- _Stated goal_
Rescale the part of the rows that opens with the line containing "Could you please point out the lower" and closes with the last line of the rows, giving every line of it again, requests included. Multiply each coordinate in the answers by 1.35 and round to the nearest whole number, rounding halves up, while leaving the requests unchanged.
— Start Supplied records —
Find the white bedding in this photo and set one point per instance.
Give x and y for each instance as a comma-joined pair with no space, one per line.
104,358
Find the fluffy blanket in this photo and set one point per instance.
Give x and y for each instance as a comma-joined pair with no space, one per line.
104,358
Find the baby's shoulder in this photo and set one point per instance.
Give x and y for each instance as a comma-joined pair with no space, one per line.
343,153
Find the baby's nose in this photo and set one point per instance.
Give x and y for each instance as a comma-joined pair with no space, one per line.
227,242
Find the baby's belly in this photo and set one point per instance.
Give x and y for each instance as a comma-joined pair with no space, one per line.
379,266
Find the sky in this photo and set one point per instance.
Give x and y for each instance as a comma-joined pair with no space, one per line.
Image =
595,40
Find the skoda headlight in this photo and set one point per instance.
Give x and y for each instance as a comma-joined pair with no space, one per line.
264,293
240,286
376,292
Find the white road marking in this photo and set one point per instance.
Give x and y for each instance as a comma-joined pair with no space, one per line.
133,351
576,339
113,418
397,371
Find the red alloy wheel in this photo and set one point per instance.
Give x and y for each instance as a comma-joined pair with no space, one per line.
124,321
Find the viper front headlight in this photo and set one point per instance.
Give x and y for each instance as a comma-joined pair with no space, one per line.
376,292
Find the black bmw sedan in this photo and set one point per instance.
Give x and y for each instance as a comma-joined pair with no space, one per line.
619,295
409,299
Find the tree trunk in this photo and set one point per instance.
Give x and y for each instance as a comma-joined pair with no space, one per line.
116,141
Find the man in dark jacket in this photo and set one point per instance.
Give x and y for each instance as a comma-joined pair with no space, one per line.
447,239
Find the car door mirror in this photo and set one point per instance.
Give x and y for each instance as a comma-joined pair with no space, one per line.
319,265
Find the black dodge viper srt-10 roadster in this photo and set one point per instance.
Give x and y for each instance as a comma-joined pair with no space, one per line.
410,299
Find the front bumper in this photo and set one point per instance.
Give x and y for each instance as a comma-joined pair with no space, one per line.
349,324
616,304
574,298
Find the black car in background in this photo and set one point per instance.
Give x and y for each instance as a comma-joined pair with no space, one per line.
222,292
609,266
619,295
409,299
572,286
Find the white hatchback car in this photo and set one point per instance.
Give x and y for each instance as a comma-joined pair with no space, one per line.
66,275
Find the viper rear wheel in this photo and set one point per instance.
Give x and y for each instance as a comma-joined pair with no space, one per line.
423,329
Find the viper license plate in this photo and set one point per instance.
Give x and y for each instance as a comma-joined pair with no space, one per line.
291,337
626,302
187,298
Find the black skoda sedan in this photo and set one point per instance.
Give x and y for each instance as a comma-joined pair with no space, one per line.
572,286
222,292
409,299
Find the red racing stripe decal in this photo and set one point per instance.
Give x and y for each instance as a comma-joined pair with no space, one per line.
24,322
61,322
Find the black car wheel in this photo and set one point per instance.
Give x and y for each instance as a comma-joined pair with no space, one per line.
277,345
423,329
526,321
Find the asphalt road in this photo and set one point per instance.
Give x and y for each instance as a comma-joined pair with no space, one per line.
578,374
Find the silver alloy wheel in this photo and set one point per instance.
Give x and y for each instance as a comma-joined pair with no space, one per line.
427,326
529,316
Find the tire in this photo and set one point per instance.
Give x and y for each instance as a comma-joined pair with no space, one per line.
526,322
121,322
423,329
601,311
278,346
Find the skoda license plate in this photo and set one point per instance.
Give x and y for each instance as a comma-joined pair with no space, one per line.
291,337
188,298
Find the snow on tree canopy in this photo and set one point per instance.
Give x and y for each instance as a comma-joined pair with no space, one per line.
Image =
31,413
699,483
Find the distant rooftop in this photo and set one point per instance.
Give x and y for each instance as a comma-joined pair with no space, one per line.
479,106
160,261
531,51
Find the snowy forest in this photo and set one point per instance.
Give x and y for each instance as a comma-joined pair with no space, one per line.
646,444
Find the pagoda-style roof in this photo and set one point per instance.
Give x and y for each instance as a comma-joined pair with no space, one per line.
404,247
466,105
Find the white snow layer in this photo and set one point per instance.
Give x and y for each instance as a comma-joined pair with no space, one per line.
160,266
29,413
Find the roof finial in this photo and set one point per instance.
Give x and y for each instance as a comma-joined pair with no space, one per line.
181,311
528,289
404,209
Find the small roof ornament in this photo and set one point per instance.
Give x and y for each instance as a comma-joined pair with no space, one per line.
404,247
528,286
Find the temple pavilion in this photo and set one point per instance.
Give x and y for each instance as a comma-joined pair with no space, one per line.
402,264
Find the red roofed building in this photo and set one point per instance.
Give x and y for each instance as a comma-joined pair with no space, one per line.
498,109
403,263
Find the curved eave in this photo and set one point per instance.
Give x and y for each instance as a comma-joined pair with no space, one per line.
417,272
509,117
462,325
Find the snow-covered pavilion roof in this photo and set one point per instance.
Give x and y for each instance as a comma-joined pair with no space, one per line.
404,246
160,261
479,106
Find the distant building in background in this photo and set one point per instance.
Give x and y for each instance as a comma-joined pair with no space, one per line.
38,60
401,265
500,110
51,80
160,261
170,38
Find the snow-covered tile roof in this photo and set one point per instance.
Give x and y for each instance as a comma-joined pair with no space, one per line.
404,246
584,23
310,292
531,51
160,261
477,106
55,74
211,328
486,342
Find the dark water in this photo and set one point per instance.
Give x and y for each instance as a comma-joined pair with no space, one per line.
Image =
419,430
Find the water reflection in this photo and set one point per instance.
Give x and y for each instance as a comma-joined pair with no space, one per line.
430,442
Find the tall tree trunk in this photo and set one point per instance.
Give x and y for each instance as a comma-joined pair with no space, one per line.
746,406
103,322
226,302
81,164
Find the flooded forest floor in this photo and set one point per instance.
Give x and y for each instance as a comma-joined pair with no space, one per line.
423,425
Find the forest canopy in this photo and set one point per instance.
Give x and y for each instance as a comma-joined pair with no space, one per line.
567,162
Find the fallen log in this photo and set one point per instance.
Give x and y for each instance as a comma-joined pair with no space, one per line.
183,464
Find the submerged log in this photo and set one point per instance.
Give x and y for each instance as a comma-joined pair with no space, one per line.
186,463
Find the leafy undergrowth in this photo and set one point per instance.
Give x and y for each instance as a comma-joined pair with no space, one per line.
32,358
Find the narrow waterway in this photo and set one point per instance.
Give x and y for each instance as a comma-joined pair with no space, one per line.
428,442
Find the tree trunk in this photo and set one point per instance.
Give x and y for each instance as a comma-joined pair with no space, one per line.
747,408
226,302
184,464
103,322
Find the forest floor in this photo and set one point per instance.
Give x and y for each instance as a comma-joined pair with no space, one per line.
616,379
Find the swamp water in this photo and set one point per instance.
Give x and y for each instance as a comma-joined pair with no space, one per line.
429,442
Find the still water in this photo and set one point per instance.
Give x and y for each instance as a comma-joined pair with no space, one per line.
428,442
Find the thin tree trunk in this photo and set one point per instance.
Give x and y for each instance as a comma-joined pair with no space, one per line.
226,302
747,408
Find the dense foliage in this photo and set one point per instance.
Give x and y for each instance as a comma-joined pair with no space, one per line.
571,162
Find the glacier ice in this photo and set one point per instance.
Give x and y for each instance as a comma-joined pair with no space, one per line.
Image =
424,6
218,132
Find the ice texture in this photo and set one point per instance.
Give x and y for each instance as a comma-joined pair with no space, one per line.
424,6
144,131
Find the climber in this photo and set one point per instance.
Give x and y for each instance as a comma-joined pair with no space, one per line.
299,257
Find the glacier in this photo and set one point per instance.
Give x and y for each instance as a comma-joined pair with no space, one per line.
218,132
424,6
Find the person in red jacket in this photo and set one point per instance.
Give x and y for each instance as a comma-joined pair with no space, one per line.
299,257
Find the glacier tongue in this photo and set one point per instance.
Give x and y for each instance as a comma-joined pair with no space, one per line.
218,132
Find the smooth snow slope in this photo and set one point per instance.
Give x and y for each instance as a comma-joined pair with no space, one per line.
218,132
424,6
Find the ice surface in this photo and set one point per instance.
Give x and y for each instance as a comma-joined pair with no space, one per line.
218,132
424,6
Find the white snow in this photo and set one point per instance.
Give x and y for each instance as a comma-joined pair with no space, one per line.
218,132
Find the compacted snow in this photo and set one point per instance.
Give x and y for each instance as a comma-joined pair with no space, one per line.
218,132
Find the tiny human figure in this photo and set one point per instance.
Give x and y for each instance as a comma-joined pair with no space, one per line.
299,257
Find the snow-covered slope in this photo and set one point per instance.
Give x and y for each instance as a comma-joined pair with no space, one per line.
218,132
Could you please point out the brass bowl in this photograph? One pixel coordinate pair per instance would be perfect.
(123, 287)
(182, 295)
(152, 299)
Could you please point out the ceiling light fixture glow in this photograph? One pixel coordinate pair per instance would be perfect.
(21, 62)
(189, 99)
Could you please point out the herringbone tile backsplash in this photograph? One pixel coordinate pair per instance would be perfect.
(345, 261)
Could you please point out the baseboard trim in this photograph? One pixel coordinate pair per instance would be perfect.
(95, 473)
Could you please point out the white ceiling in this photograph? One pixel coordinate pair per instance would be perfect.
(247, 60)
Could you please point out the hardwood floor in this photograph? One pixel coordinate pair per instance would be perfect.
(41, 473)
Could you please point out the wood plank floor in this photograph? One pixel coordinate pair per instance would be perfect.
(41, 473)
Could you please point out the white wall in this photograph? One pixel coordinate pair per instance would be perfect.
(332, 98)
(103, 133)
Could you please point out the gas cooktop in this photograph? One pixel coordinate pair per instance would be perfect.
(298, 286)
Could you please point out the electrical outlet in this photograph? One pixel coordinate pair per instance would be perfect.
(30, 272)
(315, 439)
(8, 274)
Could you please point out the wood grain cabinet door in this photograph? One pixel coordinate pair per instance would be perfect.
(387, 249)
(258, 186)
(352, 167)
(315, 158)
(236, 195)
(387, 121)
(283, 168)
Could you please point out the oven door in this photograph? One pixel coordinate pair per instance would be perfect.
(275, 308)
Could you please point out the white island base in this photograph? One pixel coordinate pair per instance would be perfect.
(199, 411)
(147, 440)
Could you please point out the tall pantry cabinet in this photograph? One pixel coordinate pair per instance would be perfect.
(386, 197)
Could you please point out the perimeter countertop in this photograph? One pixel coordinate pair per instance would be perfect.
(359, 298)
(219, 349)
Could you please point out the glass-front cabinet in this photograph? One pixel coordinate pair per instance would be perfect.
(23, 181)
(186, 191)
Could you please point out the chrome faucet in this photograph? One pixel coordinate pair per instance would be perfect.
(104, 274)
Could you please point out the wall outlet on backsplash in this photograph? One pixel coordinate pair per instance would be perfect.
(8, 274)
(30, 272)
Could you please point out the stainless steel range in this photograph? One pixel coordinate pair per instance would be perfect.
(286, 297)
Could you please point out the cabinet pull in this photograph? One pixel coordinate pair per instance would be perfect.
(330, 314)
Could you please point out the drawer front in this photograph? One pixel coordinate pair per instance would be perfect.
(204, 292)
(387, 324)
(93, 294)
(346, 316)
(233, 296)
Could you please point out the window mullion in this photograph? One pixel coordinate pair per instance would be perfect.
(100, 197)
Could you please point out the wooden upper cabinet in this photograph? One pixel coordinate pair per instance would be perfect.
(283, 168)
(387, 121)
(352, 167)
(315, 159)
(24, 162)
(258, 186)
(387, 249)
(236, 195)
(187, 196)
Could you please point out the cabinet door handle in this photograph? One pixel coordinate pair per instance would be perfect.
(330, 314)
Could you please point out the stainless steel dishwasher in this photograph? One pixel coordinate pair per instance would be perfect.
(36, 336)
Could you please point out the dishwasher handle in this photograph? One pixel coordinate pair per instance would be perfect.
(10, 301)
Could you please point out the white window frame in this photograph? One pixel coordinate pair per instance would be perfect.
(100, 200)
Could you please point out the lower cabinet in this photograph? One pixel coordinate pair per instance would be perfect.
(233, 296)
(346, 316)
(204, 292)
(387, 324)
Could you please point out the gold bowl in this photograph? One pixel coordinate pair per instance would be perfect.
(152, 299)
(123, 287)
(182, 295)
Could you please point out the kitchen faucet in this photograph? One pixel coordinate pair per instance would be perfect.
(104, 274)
— End Supplied records —
- _Output of the exercise_
Could you please point out the lower cabinet in this photograph? One pixel coordinate pair per instance would be perfect.
(315, 400)
(467, 427)
(275, 394)
(522, 437)
Could you please point out the gold bowl in this photograph? One pixel coordinate pair per instance would be perfect.
(205, 404)
(166, 387)
(246, 398)
Could you please point out the kitchen faucet in this photograph? One pixel coordinate pair per instance would be perfect.
(140, 370)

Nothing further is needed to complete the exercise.